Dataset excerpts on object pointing
= = = = =

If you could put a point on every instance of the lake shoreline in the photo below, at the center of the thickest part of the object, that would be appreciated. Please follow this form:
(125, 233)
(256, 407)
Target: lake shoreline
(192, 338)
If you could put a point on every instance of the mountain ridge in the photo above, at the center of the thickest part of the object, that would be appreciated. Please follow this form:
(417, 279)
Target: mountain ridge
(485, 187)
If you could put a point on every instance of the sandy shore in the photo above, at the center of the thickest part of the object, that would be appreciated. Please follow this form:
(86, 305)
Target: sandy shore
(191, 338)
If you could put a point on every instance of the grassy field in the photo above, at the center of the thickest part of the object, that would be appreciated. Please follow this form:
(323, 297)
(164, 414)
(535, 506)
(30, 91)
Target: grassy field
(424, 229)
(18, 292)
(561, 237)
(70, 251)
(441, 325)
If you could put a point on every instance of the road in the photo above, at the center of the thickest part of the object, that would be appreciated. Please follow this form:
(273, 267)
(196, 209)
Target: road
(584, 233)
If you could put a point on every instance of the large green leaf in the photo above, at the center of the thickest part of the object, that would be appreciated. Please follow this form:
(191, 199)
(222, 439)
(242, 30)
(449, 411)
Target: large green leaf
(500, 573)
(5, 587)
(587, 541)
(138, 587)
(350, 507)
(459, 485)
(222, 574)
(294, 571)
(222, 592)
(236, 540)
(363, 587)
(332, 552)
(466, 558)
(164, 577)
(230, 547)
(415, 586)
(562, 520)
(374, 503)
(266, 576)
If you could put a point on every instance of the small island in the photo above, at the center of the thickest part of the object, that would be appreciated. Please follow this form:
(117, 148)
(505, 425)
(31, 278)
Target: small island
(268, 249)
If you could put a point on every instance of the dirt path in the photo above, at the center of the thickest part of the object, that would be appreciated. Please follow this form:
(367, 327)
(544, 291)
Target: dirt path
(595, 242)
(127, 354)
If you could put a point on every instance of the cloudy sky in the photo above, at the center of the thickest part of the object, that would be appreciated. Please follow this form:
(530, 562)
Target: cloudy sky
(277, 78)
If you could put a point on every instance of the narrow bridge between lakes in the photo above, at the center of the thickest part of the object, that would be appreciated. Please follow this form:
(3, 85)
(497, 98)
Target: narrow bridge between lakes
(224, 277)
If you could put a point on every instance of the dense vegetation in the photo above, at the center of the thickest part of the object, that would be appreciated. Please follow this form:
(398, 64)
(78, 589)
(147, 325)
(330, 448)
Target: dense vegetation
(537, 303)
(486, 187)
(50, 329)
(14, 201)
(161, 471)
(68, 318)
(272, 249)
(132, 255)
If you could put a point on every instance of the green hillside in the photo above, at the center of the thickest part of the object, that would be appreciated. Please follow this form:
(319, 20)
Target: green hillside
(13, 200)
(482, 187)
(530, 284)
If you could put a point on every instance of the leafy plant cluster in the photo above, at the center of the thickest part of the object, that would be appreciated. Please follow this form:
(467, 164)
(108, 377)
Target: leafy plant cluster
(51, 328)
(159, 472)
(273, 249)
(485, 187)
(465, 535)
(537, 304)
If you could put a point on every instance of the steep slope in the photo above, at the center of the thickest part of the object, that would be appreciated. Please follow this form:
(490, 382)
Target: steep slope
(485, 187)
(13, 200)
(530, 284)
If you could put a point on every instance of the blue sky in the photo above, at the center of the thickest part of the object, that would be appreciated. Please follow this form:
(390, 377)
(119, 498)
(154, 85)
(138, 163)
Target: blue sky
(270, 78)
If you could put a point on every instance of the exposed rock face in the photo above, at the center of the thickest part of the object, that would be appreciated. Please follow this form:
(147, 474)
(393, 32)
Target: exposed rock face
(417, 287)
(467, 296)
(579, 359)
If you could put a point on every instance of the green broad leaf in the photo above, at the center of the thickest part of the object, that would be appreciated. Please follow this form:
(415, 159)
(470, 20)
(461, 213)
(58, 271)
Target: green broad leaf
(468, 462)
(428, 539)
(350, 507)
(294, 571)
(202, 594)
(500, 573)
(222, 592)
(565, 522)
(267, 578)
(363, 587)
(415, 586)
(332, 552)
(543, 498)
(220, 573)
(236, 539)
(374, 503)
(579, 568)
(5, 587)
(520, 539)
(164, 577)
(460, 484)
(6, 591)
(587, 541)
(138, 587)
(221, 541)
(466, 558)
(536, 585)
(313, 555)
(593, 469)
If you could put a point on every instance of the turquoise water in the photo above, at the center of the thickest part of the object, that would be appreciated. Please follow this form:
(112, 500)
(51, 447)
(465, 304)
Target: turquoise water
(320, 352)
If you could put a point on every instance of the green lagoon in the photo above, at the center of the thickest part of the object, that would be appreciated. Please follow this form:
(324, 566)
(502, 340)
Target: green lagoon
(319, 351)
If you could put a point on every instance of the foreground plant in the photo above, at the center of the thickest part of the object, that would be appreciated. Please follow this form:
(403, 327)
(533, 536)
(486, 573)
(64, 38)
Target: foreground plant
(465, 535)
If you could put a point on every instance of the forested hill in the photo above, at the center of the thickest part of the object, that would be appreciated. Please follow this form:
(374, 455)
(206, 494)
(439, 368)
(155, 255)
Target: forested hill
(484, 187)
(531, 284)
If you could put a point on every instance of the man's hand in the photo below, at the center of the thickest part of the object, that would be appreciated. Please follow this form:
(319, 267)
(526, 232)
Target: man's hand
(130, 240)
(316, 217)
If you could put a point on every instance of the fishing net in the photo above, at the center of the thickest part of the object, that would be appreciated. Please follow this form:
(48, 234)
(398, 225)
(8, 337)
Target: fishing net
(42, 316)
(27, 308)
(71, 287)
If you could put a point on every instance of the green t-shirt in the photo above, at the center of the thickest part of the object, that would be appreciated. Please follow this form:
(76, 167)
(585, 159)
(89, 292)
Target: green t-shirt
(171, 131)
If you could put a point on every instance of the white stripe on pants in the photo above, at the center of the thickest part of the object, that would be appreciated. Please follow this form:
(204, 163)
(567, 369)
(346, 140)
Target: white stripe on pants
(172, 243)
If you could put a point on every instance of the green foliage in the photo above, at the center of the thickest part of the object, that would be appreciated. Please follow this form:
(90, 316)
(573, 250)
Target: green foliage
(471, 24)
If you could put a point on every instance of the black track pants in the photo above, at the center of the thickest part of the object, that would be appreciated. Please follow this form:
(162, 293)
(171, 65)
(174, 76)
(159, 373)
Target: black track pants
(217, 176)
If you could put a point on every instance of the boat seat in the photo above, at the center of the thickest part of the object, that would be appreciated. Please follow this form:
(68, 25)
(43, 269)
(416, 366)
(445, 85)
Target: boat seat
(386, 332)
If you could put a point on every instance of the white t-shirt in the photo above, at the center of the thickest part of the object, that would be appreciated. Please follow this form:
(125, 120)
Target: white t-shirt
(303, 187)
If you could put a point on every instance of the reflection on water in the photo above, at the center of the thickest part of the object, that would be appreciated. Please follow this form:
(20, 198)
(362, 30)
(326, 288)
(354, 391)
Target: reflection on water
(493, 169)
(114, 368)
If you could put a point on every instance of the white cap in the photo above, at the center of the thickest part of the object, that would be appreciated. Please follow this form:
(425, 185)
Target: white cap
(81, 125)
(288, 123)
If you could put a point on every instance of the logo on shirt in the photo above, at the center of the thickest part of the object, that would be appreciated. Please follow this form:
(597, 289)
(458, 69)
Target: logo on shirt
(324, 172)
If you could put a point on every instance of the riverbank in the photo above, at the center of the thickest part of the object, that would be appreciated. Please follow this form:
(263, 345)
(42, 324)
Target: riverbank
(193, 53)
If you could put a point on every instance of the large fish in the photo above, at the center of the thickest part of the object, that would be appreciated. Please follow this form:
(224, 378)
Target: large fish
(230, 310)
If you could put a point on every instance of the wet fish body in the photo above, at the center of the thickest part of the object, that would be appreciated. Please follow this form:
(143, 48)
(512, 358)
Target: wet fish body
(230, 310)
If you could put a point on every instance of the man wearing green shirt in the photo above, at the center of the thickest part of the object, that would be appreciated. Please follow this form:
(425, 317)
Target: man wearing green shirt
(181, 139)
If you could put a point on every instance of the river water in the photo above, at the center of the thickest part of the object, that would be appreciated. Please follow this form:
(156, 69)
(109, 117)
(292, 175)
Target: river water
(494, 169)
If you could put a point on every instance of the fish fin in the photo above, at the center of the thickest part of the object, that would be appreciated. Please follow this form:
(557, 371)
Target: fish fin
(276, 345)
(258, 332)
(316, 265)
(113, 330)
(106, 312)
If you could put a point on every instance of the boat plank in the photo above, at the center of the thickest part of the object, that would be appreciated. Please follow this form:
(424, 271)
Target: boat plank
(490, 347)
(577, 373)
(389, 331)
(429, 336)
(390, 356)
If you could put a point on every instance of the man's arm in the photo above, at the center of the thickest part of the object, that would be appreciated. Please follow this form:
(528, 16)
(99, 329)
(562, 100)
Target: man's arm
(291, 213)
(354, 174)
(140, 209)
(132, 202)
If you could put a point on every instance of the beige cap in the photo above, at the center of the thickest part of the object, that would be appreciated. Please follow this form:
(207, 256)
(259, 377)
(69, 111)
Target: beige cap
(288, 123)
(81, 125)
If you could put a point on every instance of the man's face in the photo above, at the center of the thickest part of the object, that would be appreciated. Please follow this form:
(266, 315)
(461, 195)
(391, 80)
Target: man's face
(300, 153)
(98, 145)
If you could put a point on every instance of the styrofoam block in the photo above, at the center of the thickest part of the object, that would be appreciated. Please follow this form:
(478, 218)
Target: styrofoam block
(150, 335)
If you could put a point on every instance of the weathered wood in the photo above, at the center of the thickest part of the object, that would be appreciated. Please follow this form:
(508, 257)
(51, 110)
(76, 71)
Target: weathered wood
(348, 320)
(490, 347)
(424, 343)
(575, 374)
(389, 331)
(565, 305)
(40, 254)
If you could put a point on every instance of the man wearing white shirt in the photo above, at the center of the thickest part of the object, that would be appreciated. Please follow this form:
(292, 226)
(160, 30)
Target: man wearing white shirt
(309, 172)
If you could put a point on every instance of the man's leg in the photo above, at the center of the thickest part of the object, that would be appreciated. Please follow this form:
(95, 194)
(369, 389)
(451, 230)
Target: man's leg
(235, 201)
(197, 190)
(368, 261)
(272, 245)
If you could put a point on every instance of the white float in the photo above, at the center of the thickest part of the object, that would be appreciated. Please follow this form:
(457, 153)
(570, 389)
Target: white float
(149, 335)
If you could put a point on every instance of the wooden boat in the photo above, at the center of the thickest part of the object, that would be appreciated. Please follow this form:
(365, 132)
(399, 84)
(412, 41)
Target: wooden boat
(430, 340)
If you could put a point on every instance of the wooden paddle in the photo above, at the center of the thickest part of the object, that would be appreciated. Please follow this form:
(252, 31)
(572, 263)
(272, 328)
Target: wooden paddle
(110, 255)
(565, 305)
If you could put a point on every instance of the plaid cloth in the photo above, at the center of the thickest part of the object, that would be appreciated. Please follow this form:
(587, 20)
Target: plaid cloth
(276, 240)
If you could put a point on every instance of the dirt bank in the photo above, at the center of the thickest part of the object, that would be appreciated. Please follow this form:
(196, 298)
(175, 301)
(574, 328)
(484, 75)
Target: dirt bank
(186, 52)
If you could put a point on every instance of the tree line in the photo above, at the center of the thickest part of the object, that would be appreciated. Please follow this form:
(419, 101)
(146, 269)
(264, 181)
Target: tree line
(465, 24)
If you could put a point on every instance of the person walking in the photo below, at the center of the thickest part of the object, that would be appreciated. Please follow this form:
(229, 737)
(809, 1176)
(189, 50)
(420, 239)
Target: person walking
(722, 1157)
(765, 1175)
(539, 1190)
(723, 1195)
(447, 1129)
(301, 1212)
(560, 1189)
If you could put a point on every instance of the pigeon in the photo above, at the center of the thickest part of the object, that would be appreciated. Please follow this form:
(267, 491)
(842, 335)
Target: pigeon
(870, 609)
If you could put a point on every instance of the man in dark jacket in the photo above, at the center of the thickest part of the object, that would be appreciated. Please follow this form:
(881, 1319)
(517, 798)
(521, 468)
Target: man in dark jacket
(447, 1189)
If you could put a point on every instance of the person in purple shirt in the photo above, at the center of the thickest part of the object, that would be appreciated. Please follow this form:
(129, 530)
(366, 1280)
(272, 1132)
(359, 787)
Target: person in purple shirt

= = = = =

- SET PROBLEM: Write out again, unchanged, every line from the line containing "the dirt bank" to the final line of the material above.

- RESULT OF THIS TASK:
If you could put a point on every instance of the dirt bank in the photo above, at the center of the thickest part of the object, that would be appreciated. Please follow this form:
(196, 298)
(175, 301)
(574, 328)
(484, 75)
Target: dirt bank
(186, 52)
If you could put a point on every instance of the tree line in the photo above, at the center of the thickest part of the object, that would be appreciated. Please follow this form:
(419, 101)
(146, 269)
(264, 181)
Target: tree line
(465, 24)
If you could put a point on every instance of the person walking in the photo below, at the center of the thickest part of the object, that would be appreciated. Please follow this form:
(229, 737)
(809, 1176)
(189, 50)
(420, 239)
Target: person walking
(722, 1157)
(765, 1175)
(539, 1190)
(723, 1195)
(447, 1129)
(301, 1212)
(560, 1189)
If you could put a point on every instance of the pigeon in the photo above, at the center of the thickest part of the object, that would be appreciated. Please follow this form:
(267, 491)
(842, 335)
Target: pigeon
(870, 609)
If you could put a point on every instance of the man in dark jacket in the photo above, at the center of the thickest part of the object, that would be appreciated. Please follow this form:
(881, 1319)
(517, 798)
(521, 468)
Target: man in dark jacket
(447, 1189)
If you could put a point on every instance of the person in purple shirt in the photo above, at the center of the thickest part of the object, that would be appreciated. Please follow this form:
(129, 530)
(366, 1280)
(272, 1132)
(359, 787)
Target: person in purple shirt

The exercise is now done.